GIVEN PASSAGE
FINGERS CROSSED PHASE DAY 8

DAY 8

A day when the workers have gone to work and I have a brief lay in before getting up and clearing the house up a bit. Breakfast is grapefruit and coffee as I look at my e- mails and organise the day. Washing in the machine and the dishwasher on I laze for a bit before getting ready to meet my friend for lunch.

It’s a short drive to the pub we have agreed to meet at and we find that we arrive at the same time. Settling into our reserved table we set to chatting. It’s a real pleasure to have the space and time to have a conversation that can roam across whatever comes to mind. We take our time and compare experiences of things like book clubs. Before we realise it several hours have passed by and I need to head to the gym while my friend has to make her way to her yoga class. So I drive to the gym and read the papers while waiting for my partner to arrive. Once my partner arrived we went up to the gym floor. It was packed with New Year get fitters who were accompanied by the rustle of new spandex. The tightness index of spandex is clearly going up. Second skin is not an adequate description. All I could get on was a bike, so I peddled for an hour and 564 calories and 10,000 steps.

Home and a porch full of packages, two for me, which when I open are thoughtful, kind and stimulating from a good friend in York. She has been unable to resist her Occupational Therapy training and sent me a solution to my numb finger’s difficulty with buttons. I am really pleased and will practice in the days to come as I have some work commitments that are probably not T shirt suitable.  The other present a book to add to my growing pile of future reading. Dinner consisted of cold meats and grapefruit after which I sat in front of the TV typing the blog.

INFORMATION SHOWN
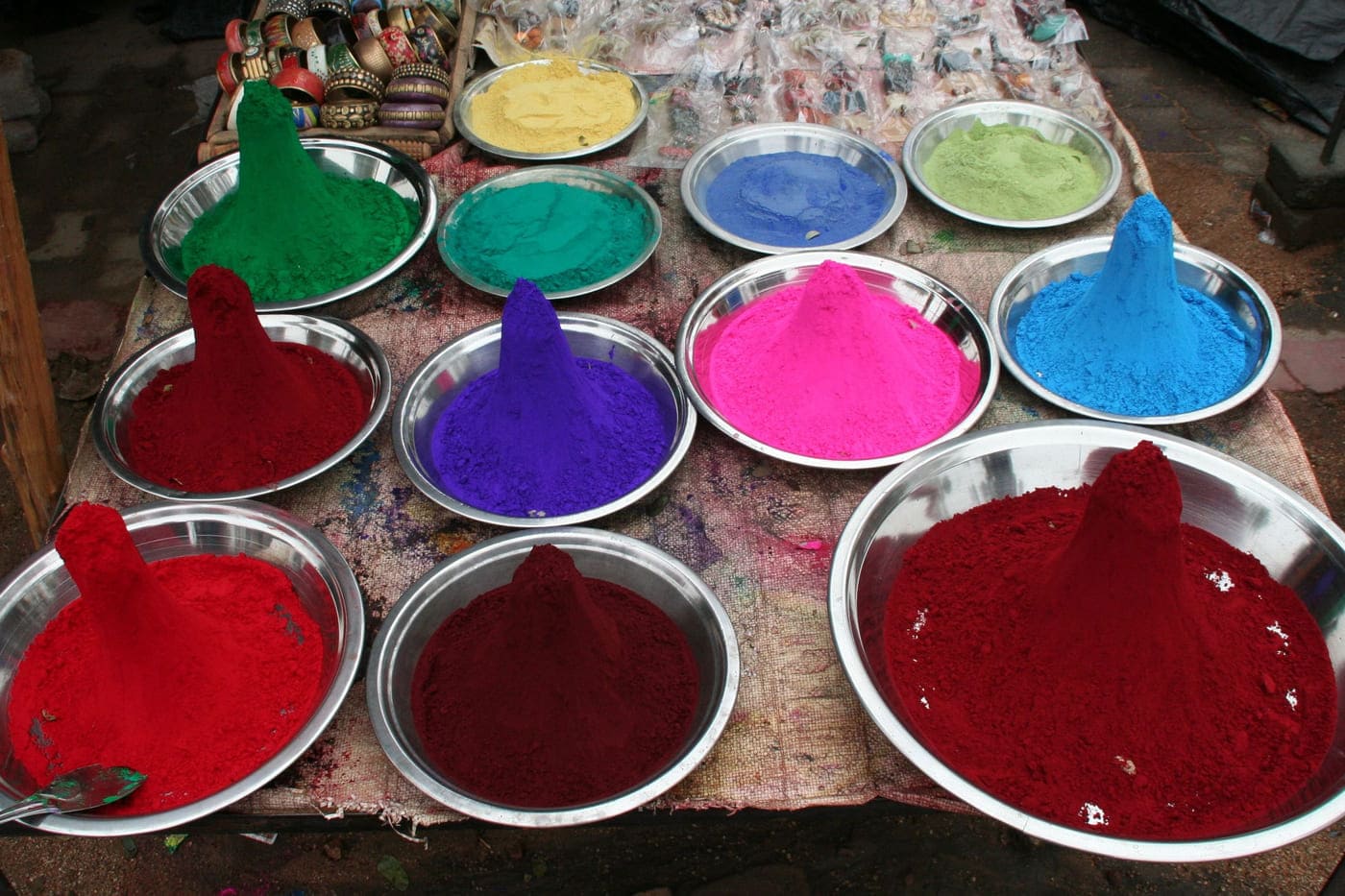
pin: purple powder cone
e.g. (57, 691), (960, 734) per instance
...
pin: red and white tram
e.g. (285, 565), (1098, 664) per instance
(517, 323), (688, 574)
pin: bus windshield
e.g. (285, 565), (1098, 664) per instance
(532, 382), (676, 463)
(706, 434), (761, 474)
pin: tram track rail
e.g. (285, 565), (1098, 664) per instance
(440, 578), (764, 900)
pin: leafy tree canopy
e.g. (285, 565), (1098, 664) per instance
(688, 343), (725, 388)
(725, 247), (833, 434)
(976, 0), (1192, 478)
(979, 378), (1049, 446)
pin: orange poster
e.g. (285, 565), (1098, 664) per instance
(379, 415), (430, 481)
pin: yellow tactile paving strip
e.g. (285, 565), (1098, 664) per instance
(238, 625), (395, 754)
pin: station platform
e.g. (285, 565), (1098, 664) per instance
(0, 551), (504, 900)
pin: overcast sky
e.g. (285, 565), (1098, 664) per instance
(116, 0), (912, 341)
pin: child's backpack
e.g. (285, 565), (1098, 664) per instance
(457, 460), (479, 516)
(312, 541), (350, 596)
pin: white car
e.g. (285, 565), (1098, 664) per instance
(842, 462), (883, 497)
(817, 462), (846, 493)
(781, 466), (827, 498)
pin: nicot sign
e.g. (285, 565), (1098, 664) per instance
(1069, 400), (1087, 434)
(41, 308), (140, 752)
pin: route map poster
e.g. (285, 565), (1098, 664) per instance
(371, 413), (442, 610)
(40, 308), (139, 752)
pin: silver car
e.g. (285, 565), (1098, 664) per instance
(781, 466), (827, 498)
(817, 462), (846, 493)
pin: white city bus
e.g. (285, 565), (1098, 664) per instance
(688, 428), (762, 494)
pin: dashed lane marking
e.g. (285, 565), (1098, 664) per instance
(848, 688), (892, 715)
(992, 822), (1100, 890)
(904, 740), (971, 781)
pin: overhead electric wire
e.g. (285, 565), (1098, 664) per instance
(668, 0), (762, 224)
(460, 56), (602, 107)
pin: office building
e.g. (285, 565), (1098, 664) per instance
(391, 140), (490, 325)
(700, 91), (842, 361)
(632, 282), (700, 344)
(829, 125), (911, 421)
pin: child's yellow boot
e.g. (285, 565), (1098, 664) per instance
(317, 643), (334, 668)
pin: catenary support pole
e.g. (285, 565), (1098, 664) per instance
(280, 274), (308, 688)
* * *
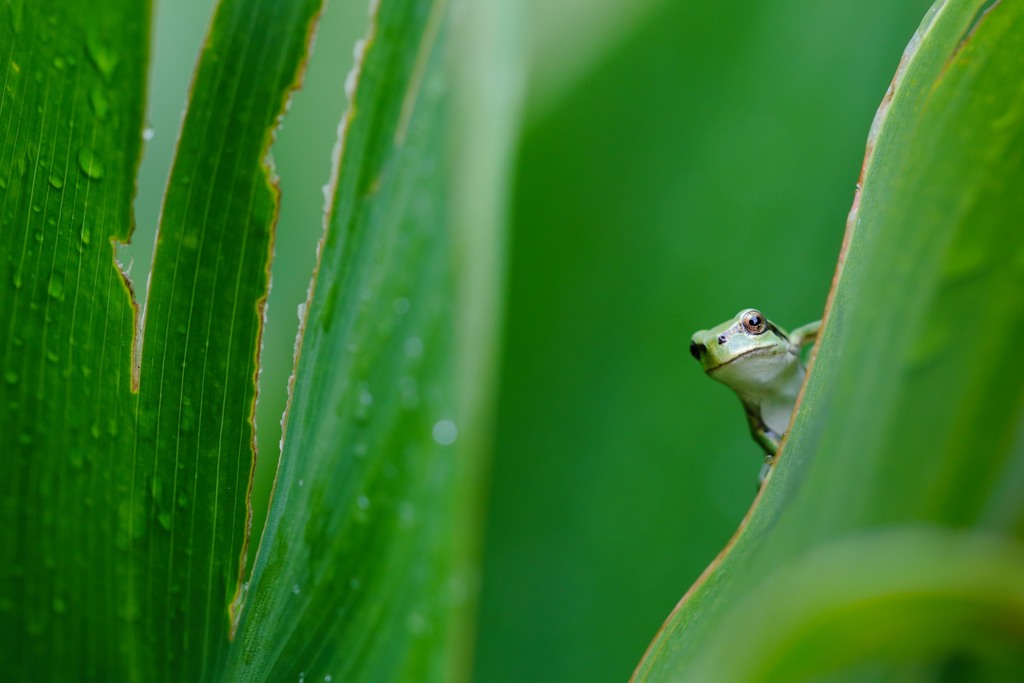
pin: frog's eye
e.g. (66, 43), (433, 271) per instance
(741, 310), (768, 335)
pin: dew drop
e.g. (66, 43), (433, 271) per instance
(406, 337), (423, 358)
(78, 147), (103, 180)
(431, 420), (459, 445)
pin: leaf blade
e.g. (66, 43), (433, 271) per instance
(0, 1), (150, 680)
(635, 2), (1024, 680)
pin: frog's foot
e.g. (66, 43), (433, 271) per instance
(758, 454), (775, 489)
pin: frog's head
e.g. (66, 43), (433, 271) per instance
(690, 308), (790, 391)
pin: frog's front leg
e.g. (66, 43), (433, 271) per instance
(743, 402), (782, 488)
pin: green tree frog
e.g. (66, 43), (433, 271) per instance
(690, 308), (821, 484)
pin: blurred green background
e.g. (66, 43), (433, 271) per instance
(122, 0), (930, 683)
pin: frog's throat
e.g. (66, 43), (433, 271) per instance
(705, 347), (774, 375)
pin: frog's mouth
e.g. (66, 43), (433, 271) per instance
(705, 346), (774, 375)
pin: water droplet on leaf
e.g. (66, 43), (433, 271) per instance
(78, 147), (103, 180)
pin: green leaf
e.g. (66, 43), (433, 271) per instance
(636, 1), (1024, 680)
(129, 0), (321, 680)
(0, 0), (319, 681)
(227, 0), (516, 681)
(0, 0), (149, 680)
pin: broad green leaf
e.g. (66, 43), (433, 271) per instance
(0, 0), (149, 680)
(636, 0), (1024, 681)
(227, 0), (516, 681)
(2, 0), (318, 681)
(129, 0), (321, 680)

PROBLEM REQUIREMENTS
Copy the blog post from "FINGERS CROSSED PHASE" to "friend for lunch." word for word.

WRITTEN RESPONSE
FINGERS CROSSED PHASE DAY 8

DAY 8

A day when the workers have gone to work and I have a brief lay in before getting up and clearing the house up a bit. Breakfast is grapefruit and coffee as I look at my e- mails and organise the day. Washing in the machine and the dishwasher on I laze for a bit before getting ready to meet my friend for lunch.